----- SUPPLIED PASSAGE -----

Poached from the artillery by Stirling, Sadler became the Long-Range Desert Group’s top navigator, also fighting with the SAS in Italy and France before setting up the SAS intelligence unit. In an interview with the series producer Stephen Smallwood, Sadler said:

One of [Stirling’s] major requirements was that he wanted people who’d be able to get on with each other in difficult circumstances. He was more interested in that, in a way, than what their qualifications were. And so he looked for people he thought had what he needed, but the ones who took priority were the ones who could get on with each other—and with him as well.

Sadler was awarded the Military Cross for gallantry, the Military Medal, and France’s highest distinction, the Legion d’Honneur. He remarked:

Overall I loved the desert, I thought it was absolutely perfect. I was very sorry to leave at the end of the desert war because it was something like being on the sea in a way. You could go in any direction —there was a great sort of freedom attached to being in the desert. There was so much variety of going: beautiful smooth surfaces, sand, and impassable great sand dunes hundreds of feet high. Slowly moving across the desert with the prevailing wind, the sand dunes moving very slowly, perhaps a foot every year or something like that but altering their arrangements quite considerably. Oh yes, I thought the desert was a wonderful place.

Macintyre’s book contains many descriptions of campaigns and operations conducted by the SAS throughout the war that are not covered in the series, including the invasion of Germany and the liberation of the Bergen-Belsen concentration camp, whose horrors psychologically scarred many of the battle-hardened SAS veterans.

A second season of SAS: Rogue Heroes has been commissioned, based on later operations in the European theatre of war. I hope it will include the little-known story of Operation Loyton.

7 thoughts on “SAS: Rogue Heroes: Daring and Winning

  • Elizabeth Beare says:

    Series one is available for streaming now on Netflix. Catch it if you can. It is superb action drama with just enough wartime urban intrigue and loves to complement, for this female viewer anyway, the testosterone fuelling in the deserts, a men-only world of guns-blazing daring-do which is so believably evoked. And sometimes very sad and moving.

    • Bosun says:

      I looked forward to watching this program but was disappointed the producers chose to represent Australians as gormless drunks lacking in courage and Kiwis as being gullible enough to allow a couple of British “Ruperts” to pilfer their stores and equipment at will. Notwithstanding creative licence the fact is that 80 years later the history of the period is well known and documented. The allies and in particular Australian, New Zealanders along with British infantry and artillery were heroics in defeating Rommel. Reflecting on the facts of the time perhaps the producers should have put aside the silly parodies of allied soldiers and acknowledged that without them it’s unlikely the Axis powers would have been defeated. The SAS were largely irrelevant to that outcome.

  • Elizabeth Beare says:

    Sorry, it is on SBS Freeview, and streaming on Amazon Prime. Not Netflix.
    It’s been something of a sleeper, work of mouth carrying it to greater heights.

  • pgang says:

    Haven’t come across ACDC’s ‘Thunderstruck’ as yet but the series opens with their far superior Bon Scott era ‘If You Want Blood’, and a bit later ‘Live Wire’.

  • Davidovich says:

    I was a little wary of watching this series thinking it was going to be all gung-ho fiction. Far from it, it was fascinating material presented in sober detail showing very brave and dedicated men fighting behind the lines to defeat the rampant Rommel and his forces. Very highly recommended and, as Joe Dolce writes, let us hope the second series also covers the Operation Loyton episode.

  • Keong Yip says:

    If the SAS’s mission is to defeat fascism, then they must fight against ANTIFA, BLM, CIA, FBI, MI5, AHPRA, TGA, FDA, CDC, NIH, DHHS, NHS, WEF, Bill and Melinda Gates Foundation, WHO, UN, Trusted News Initiative, BBC, ABC, IPPC and so many more modern day fascist organizations.

----- DATA LISTING -----

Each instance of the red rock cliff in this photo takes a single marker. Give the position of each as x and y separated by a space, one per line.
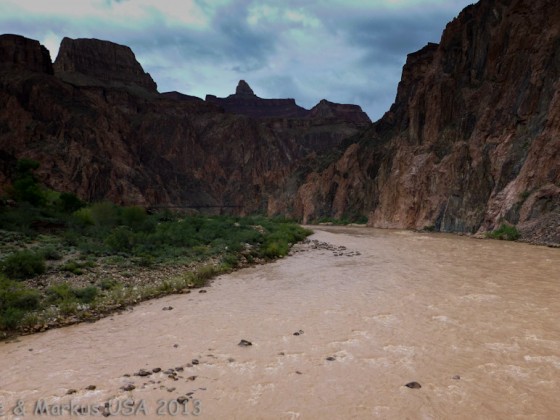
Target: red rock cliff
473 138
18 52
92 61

-----
----- DATA LISTING -----

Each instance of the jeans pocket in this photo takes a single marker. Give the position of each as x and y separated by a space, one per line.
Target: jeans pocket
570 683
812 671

-----

> **EXERCISE REQUIREMENTS**:
1. Answer these questions using the SAS: Rogue Heroes passage.
(a) Which three honors did Sadler receive?
(b) What will the commissioned second season of SAS: Rogue Heroes be based on?
(c) In Elizabeth Beare's correction, where is series one said to be available?
2. Reproduce everything in the SAS: Rogue Heroes passage from "If the SAS’s" down to "day fascist organizations.".

> **ANSWERS FOR THE TASKS**:
1.
(a) The Military Cross, the Military Medal, and the Legion d'Honneur.
(b) Later operations in the European theatre of war.
(c) On SBS Freeview, and streaming on Amazon Prime.

2.
If the SAS’s mission is to defeat fascism, then they must fight against ANTIFA, BLM, CIA, FBI, MI5, AHPRA, TGA, FDA, CDC, NIH, DHHS, NHS, WEF, Bill and Melinda Gates Foundation, WHO, UN, Trusted News Initiative, BBC, ABC, IPPC and so many more modern day fascist organizations.